■ Exercise details ■
Collect every line of the data below that contains the string "helmet", treating case as significant.

::: Given records :::

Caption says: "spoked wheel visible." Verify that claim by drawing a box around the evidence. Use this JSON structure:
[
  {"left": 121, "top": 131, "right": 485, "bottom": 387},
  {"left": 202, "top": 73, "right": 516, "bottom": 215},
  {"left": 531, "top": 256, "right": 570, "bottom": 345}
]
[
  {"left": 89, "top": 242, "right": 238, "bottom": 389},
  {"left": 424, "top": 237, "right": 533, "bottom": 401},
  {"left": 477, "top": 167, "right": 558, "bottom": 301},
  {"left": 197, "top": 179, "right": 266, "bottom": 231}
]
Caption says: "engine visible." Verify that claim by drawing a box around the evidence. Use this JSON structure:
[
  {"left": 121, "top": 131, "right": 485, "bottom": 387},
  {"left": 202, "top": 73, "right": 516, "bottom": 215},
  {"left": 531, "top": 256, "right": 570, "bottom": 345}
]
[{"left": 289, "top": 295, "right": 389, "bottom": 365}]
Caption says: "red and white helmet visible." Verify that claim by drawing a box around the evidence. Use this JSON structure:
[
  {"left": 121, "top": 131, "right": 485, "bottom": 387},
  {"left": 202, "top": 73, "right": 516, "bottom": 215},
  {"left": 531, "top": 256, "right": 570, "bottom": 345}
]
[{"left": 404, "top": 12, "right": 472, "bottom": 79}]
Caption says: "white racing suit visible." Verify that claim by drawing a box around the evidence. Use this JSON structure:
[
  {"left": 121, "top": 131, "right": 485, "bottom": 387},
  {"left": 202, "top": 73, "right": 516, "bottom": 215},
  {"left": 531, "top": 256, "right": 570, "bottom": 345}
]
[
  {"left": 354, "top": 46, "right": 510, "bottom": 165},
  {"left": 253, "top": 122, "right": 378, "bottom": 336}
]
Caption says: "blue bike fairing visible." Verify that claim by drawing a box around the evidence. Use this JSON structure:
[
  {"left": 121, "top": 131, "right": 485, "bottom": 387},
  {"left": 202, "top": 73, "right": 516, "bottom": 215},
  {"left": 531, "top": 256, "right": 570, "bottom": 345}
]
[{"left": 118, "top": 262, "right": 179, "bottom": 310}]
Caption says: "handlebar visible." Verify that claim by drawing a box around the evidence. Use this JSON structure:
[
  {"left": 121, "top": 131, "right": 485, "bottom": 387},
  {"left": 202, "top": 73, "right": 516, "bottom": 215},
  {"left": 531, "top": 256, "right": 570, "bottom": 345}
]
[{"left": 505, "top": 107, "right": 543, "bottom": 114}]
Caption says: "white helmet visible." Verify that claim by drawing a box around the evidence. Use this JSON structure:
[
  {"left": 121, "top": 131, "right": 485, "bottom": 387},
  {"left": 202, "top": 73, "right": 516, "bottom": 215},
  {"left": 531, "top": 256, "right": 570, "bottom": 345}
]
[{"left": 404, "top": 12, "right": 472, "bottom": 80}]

:::

■ Output of the task ■
Caption says: "red and white helmet visible." Verify that claim by drawing a box around the evidence. Use this JSON structure:
Caption says: "white helmet visible." Verify that claim by drawing a box around the evidence. Use this JSON structure:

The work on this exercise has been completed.